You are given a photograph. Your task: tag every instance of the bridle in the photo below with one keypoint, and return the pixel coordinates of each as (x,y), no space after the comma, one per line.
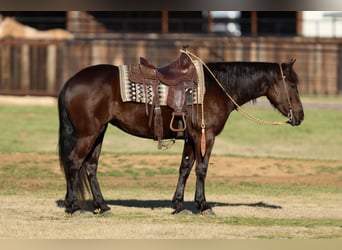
(238,107)
(283,77)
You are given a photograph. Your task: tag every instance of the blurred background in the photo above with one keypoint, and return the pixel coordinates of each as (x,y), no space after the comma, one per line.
(39,51)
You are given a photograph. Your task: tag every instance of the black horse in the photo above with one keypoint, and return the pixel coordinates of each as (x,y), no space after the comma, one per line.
(90,100)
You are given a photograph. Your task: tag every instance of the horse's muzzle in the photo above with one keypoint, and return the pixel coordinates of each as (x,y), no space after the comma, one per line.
(292,120)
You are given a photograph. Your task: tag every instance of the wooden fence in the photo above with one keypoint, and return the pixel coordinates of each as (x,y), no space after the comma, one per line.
(41,67)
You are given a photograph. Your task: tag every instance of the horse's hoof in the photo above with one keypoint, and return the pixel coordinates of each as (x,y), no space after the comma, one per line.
(182,212)
(208,212)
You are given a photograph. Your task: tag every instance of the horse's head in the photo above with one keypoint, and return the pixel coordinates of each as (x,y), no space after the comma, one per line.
(284,94)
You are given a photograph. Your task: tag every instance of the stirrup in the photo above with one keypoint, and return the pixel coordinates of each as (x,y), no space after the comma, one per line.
(177,129)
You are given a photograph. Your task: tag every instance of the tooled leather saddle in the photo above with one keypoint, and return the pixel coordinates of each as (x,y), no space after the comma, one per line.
(179,76)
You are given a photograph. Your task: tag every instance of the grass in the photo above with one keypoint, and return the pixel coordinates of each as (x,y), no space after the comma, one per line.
(140,194)
(35,129)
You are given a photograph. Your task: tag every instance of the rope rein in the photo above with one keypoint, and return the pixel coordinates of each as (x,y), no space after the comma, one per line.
(241,110)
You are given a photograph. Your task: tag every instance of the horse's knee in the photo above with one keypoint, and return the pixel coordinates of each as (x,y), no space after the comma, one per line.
(201,171)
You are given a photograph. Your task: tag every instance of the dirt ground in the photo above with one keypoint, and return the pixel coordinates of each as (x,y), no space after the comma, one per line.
(141,214)
(231,169)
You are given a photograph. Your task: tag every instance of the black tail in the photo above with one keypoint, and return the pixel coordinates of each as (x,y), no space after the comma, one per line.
(66,143)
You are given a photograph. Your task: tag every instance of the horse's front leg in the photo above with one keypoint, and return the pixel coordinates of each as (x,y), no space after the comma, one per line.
(188,159)
(201,173)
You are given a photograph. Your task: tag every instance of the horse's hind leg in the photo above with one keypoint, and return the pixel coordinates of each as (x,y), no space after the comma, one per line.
(91,165)
(188,159)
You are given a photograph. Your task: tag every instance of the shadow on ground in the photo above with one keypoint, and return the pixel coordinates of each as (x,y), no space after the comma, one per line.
(157,204)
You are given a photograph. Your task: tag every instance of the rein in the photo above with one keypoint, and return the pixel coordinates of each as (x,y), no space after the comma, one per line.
(242,111)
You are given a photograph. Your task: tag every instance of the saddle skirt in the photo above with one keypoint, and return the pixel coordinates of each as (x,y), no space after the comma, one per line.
(134,91)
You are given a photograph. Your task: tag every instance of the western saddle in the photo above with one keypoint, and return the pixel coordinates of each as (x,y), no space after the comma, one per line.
(180,76)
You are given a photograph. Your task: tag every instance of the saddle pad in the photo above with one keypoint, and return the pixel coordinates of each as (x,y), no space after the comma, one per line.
(135,92)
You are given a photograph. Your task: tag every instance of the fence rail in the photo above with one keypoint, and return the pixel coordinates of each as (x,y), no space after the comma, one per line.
(41,67)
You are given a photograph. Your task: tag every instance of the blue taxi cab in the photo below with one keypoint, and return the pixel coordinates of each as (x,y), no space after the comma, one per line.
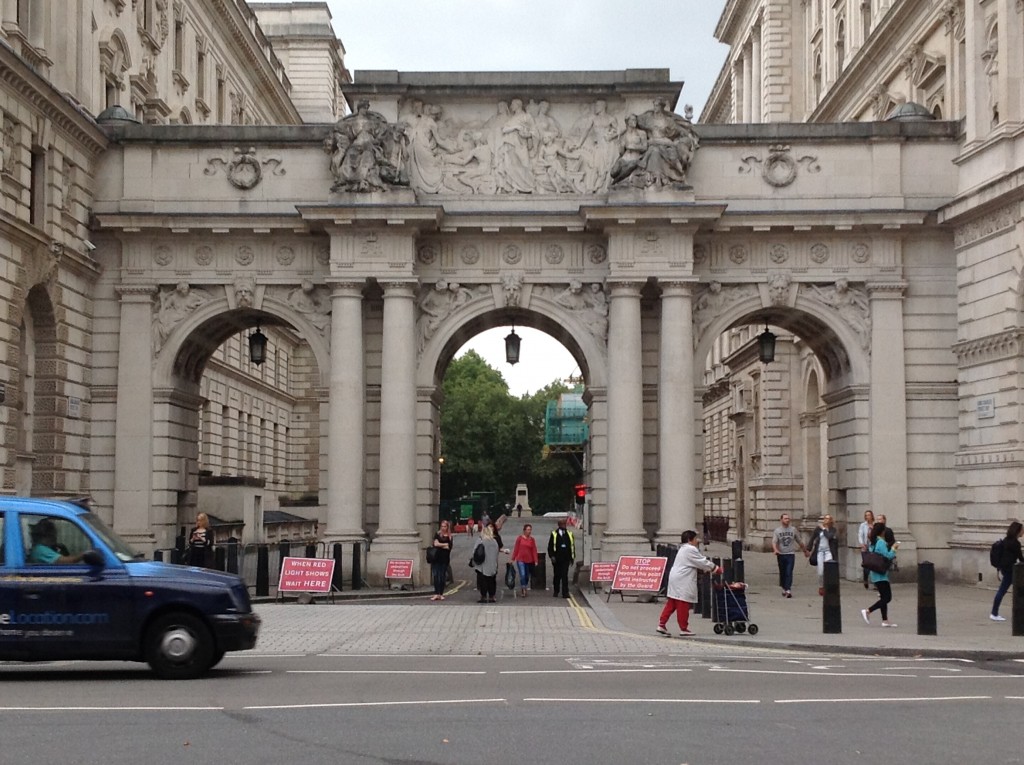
(71,589)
◆ ◆ ◆ ◆ ◆
Description of the task:
Give an exact copy of the line containing "the saddle skirt" and every line after it through the end of the entries. Pictures are to be dropped.

Exercise output:
You are given a photograph. Your task: tag every instance of the saddle skirt in the photo above with one keypoint, and return the pixel coordinates of each as (x,y), no space after the comma, one per line.
(134,91)
You are given a photograph. Your task: tag every instance of the western saddle in the photo above with one keypoint, and return the pixel coordinates of each as (x,y), no space after the comma, one per line.
(180,76)
You are given a photograph. Your task: tag every instance of the saddle pad in the photo above with one keypoint, and return the pixel coordinates of each as (x,y), no space after the comma, one per line.
(135,92)
You are given a photograph. Your task: tag every instance of the fence rail in the photo above with one keypoint, and return the pixel coordinates of each as (x,y), no space after the comma, one per line.
(41,67)
You are given a photograph. Your task: tag every instance of the blue taxi cab in the photo below with one keypoint, and return the pixel coordinates of each as (x,y), no space after the comma, one per line.
(71,589)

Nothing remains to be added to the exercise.